## SET EXERCISE
Using the description of Emily Parmenter's story below, say whether each statement agrees with it: (a) Emily is twelve years old. (b) Lulu Foxworth ran away from a debutante season in Charleston. (c) Emily's mother died. For each, answer yes or no and quote the deciding words.

## SOURCE
▶
At twelve, Emily Parmenter knows alone all too well.
Left mostly to herself after her beautiful young mother disappeared and her
beloved older brother died, Emily is keenly aware of yearning and loss.
Rather than be consumed by sadness, she has built a life around the faded
plantation where her remote father and hunting-obsessed brothers raise the
legendary Lowcountry Boykin hunting spaniels. It is a meager, narrow,
masculine world, but to Emily it has magic: the storied deep-sea dolphins
who come regularly to play in Sweetwater Creek; her extraordinary bond with
the beautiful dogs she trains; her almost mystic communion with her own
spaniel, Elvis; the dreaming old Lowcountry itself. Emily hides from the
dreaded world here. It is enough. And then comes Lulu Foxworth, troubled
daughter of a truly grand plantation, who has run away from her hectic
Charleston debutante season to spend a healing summer with the quiet marshes
and river, and the life-giving dogs. Where Emily's father sees their guest
as an entrée to a society he thought forever out of reach, Emily is at once
threatened and mystified. Lulu has a powerful enchantment of her own, and
this, along with the dark, crippling secret she brings with her, will
inevitably blow Emily's magical water world apart and let the real one in --
but at a terrible price.
◀
## DATASET EXCERPTS
▶
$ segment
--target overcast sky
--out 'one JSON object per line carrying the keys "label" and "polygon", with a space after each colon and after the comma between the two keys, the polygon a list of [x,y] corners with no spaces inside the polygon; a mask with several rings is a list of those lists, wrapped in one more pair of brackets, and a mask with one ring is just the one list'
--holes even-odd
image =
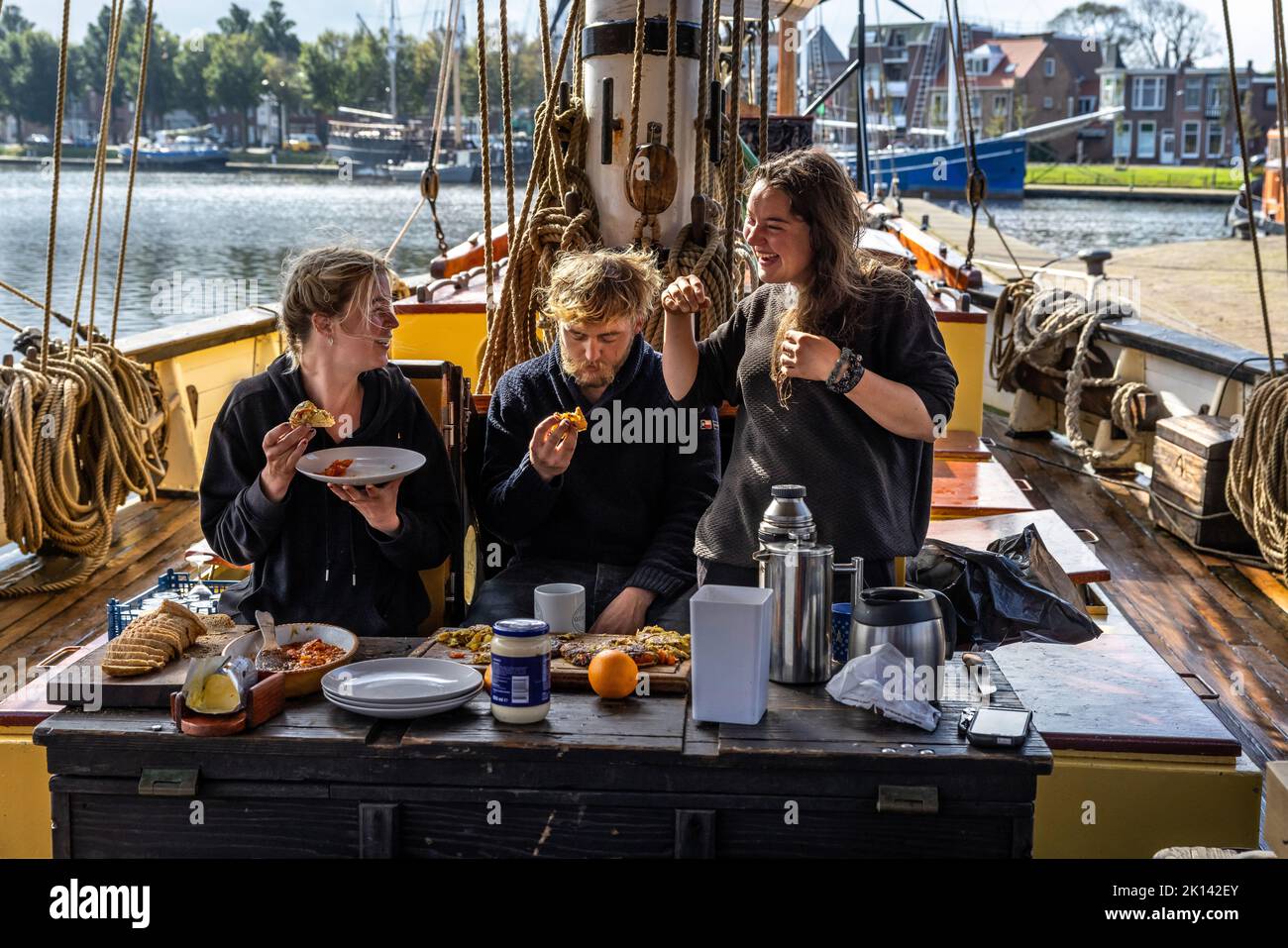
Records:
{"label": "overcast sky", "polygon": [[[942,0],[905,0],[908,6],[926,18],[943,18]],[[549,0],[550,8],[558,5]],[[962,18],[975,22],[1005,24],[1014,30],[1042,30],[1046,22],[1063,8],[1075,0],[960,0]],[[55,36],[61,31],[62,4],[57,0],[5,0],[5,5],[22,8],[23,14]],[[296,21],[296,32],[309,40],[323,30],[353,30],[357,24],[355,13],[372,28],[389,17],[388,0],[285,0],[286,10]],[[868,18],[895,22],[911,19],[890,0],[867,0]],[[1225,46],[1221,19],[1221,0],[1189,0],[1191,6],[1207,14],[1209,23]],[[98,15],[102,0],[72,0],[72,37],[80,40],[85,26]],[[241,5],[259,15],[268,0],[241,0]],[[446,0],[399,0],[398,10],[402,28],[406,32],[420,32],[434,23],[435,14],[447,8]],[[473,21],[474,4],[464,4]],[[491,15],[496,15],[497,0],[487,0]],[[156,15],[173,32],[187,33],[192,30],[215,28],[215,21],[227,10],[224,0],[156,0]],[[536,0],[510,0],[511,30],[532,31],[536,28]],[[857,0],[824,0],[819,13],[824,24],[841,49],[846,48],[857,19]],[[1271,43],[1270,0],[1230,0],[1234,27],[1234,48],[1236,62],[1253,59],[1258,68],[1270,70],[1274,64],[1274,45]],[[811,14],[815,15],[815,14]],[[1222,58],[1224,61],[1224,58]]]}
◀
## EXERCISE ANSWER
(a) Yes: "At twelve, Emily Parmenter knows alone all too well."
(b) Yes: "who has run away from her hectic Charleston debutante season"
(c) No: "her beautiful young mother disappeared"